### 任务说明 1
把下面介绍 blktrace 用法与原理的文字逐字完整抄写一遍。

-------- 文本摘录

通過這個工具可以獲得I/O請求隊列的詳細情況,包括讀寫進程名、進程號、執行時間、讀寫物理塊號、塊大小等等。
PS:代碼是LInux 3.4.110,但是試驗在Ubuntu Kernel 4.4.0-31進行。
3.1 blktrace的使用
安裝blktrace
sudo apt-get install blktrace
blktrace用於抓取Block I/O相關的log,blkparse用於分析blktrace抓取的二進制log。通過btt也可以用blktrace抓取的二進制log。
sudo blktrace -d /dev/sda6 -o - | blkparse -i -
或者分開使用
sudo blktrace -d /dev/sda6 -o sda6 #生成sda6.blktrace.x文件
blkparse -i sda6.blktrace.* -o sda6.txt
btt -i sda6.blktrace.*
3.2 blktrace原理
1. blktrace在運行的時候會在/sys/kernel/debug/block下面設備名稱對應的目錄,並生成四個文件droppeed/msg/trace0/trace2。
2. blktrace通過ioctl對內核進行設置,從而抓取log。
3. blktrace針對系統每個CPU綁定一個線程來收集相應數據。

----------------

### 任务说明 2
找出下面记录中含有字符串"root"的每一行,并原样抄出这些行,大小写须完全一致。

-------- 数据集摘录

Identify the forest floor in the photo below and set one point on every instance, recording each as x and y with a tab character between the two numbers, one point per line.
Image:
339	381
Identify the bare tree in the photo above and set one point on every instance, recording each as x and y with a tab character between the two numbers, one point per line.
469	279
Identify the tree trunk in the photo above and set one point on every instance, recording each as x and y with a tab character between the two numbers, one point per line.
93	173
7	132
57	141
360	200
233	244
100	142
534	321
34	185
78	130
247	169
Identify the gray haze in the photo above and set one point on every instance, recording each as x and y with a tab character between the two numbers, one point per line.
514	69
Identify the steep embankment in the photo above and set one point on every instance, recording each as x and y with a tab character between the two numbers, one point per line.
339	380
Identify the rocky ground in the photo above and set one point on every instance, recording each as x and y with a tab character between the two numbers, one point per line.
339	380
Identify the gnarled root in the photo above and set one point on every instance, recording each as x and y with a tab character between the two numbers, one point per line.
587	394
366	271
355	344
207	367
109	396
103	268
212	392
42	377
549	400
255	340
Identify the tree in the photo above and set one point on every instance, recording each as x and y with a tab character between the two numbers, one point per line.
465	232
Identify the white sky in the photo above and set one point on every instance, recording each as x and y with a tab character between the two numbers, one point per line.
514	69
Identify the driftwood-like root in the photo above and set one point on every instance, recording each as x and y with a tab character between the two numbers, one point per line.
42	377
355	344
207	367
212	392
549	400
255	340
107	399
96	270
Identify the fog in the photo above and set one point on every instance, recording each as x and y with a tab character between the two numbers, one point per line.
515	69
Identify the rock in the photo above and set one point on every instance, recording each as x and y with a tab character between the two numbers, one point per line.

----------------

### 练习答案 1
通過這個工具可以獲得I/O請求隊列的詳細情況,包括讀寫進程名、進程號、執行時間、讀寫物理塊號、塊大小等等。
PS:代碼是LInux 3.4.110,但是試驗在Ubuntu Kernel 4.4.0-31進行。
3.1 blktrace的使用
安裝blktrace
sudo apt-get install blktrace
blktrace用於抓取Block I/O相關的log,blkparse用於分析blktrace抓取的二進制log。通過btt也可以用blktrace抓取的二進制log。
sudo blktrace -d /dev/sda6 -o - | blkparse -i -
或者分開使用
sudo blktrace -d /dev/sda6 -o sda6 #生成sda6.blktrace.x文件
blkparse -i sda6.blktrace.* -o sda6.txt
btt -i sda6.blktrace.*
3.2 blktrace原理
1. blktrace在運行的時候會在/sys/kernel/debug/block下面設備名稱對應的目錄,並生成四個文件droppeed/msg/trace0/trace2。
2. blktrace通過ioctl對內核進行設置,從而抓取log。
3. blktrace針對系統每個CPU綁定一個線程來收集相應數據。

### 练习答案 2
Identify the gnarled root in the photo above and set one point on every instance, recording each as x and y with a tab character between the two numbers, one point per line.
Identify the driftwood-like root in the photo above and set one point on every instance, recording each as x and y with a tab character between the two numbers, one point per line.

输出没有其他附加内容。